Do this:
Select every row below that contains the string "shoreline" and copy each one, treating uppercase and lowercase as different.

Labeled area outline rows:
[Begin]
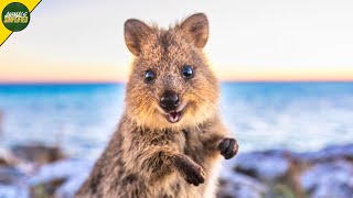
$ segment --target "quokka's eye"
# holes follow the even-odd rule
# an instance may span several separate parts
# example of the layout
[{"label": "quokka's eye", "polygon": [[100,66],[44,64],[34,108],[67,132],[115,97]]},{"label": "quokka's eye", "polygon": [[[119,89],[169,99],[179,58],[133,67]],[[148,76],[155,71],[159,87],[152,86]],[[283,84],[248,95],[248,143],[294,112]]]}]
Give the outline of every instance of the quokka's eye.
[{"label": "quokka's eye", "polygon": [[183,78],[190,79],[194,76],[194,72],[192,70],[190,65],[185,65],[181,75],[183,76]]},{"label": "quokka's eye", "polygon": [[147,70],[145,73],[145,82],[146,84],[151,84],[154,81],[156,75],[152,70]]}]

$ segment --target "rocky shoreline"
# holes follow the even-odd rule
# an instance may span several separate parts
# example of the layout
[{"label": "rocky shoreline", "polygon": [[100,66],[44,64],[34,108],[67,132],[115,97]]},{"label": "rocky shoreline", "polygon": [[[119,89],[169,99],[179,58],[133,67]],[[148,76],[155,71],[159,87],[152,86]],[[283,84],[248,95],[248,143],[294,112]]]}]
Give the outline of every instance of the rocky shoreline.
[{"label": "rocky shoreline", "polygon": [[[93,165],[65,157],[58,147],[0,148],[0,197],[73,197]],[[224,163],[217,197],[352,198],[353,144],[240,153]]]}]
[End]
[Begin]
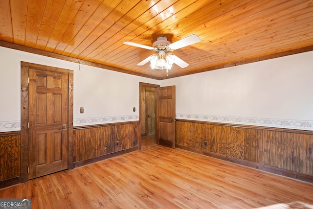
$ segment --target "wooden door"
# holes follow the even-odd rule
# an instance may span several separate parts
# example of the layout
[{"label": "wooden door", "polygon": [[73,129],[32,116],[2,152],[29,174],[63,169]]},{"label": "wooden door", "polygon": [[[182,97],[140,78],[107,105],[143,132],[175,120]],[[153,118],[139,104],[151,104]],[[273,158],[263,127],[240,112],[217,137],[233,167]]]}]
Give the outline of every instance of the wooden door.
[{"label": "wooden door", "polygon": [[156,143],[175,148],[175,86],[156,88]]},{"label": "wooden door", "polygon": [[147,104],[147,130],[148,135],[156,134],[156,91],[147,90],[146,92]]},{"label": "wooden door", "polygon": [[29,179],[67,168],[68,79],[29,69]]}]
[End]
Full solution:
$ segment --target "rocky shoreline"
[{"label": "rocky shoreline", "polygon": [[100,66],[44,64],[34,108],[67,132],[115,97]]},{"label": "rocky shoreline", "polygon": [[[119,89],[169,99],[179,58],[133,67]],[[148,76],[155,71],[159,87],[152,86]],[[283,84],[248,95],[248,143],[294,112]]]}]
Give the outline of every instance of the rocky shoreline.
[{"label": "rocky shoreline", "polygon": [[[93,165],[65,157],[58,147],[0,148],[0,197],[73,197]],[[224,163],[217,197],[352,198],[353,144],[240,153]]]}]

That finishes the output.